Show every line from the data below that includes "sideboard".

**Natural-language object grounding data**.
= = = = =

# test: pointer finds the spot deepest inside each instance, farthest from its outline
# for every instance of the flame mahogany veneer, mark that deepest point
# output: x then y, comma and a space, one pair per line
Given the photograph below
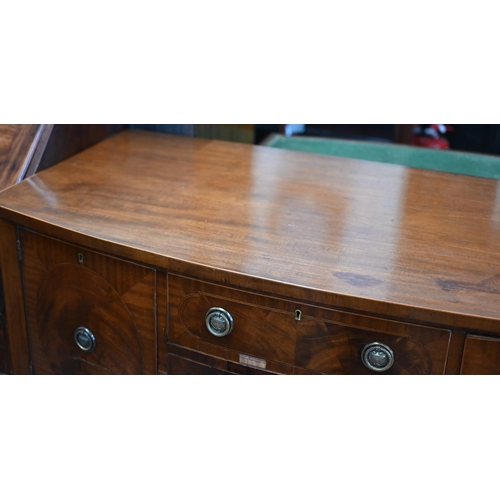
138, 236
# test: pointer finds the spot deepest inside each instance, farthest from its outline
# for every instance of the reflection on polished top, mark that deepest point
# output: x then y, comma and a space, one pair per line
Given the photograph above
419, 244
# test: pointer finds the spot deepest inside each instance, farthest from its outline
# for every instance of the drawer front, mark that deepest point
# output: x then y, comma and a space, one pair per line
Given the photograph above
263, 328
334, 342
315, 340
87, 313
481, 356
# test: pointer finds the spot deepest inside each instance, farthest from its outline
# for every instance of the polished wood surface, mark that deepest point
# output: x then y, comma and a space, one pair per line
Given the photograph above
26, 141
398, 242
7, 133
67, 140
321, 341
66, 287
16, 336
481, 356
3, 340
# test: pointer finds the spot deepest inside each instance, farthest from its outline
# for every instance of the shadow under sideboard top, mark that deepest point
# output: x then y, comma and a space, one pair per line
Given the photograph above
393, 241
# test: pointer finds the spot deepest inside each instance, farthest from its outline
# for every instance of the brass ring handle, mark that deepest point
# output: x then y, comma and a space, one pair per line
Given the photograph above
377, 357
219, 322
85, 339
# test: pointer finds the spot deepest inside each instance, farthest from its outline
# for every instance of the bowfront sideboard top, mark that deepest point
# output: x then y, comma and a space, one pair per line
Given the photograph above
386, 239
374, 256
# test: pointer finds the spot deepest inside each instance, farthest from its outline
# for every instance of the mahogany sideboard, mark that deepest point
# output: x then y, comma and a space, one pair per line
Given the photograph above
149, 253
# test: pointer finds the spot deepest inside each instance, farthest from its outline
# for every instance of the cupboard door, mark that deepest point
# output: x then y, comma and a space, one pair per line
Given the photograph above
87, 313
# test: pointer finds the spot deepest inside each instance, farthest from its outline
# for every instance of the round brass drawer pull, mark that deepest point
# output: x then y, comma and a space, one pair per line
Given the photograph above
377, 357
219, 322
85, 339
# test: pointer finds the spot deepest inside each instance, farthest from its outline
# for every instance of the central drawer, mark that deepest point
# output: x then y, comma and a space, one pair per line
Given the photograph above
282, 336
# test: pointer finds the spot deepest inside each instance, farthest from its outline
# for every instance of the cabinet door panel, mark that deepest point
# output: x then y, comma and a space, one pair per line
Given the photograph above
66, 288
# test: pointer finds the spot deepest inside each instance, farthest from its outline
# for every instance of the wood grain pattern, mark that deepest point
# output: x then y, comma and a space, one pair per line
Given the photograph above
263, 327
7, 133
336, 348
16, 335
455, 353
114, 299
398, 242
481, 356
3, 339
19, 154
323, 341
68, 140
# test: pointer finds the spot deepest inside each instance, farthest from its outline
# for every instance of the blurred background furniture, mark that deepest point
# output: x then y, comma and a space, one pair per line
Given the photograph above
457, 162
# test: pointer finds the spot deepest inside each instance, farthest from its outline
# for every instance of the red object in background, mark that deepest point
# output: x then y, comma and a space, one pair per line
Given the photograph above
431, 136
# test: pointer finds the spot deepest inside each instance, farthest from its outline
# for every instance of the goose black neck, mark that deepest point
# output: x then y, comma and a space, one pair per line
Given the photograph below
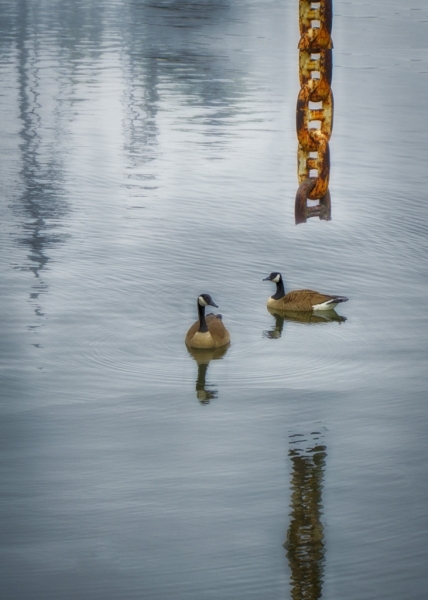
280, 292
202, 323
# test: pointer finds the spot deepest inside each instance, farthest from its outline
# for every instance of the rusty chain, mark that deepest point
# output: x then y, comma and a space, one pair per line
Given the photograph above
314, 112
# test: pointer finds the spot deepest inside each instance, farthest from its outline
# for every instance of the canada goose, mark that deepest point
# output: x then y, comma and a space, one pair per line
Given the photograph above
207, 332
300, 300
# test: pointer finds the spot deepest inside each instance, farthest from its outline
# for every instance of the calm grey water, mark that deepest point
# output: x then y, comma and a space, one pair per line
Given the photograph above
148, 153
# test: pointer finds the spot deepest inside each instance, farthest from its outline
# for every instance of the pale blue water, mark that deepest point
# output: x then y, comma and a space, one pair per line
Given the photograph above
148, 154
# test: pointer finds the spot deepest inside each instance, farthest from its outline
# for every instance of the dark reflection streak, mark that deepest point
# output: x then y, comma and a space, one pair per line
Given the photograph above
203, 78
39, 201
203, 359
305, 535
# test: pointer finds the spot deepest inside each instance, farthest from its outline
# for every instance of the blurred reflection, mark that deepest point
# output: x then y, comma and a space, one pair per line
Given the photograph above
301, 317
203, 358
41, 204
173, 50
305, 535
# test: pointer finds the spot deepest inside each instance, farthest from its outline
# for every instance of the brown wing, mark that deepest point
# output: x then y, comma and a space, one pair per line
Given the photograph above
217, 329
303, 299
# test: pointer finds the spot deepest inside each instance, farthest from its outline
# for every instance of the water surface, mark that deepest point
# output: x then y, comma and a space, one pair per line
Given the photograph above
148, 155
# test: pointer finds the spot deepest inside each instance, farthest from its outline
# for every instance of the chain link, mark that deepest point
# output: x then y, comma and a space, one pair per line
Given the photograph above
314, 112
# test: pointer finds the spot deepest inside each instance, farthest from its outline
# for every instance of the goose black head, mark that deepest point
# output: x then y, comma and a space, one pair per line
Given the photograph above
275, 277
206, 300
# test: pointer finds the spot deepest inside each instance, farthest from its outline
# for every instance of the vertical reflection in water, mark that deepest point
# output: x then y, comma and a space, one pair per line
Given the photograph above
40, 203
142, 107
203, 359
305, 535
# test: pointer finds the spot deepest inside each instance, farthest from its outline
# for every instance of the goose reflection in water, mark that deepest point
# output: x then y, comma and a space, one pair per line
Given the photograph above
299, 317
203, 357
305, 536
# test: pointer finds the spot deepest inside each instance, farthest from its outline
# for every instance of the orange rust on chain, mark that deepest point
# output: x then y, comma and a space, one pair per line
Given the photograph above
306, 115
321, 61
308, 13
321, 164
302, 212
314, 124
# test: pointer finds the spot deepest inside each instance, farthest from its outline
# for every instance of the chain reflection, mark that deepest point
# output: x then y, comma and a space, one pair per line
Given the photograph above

= = = = =

**EXERCISE SOLUTION**.
# for every instance of the shadow under sideboard top, mark that deepest point
# for every instance of the bowfront sideboard top, mark that deepest point
# for every instance of the mahogany sideboard, mark that deepest point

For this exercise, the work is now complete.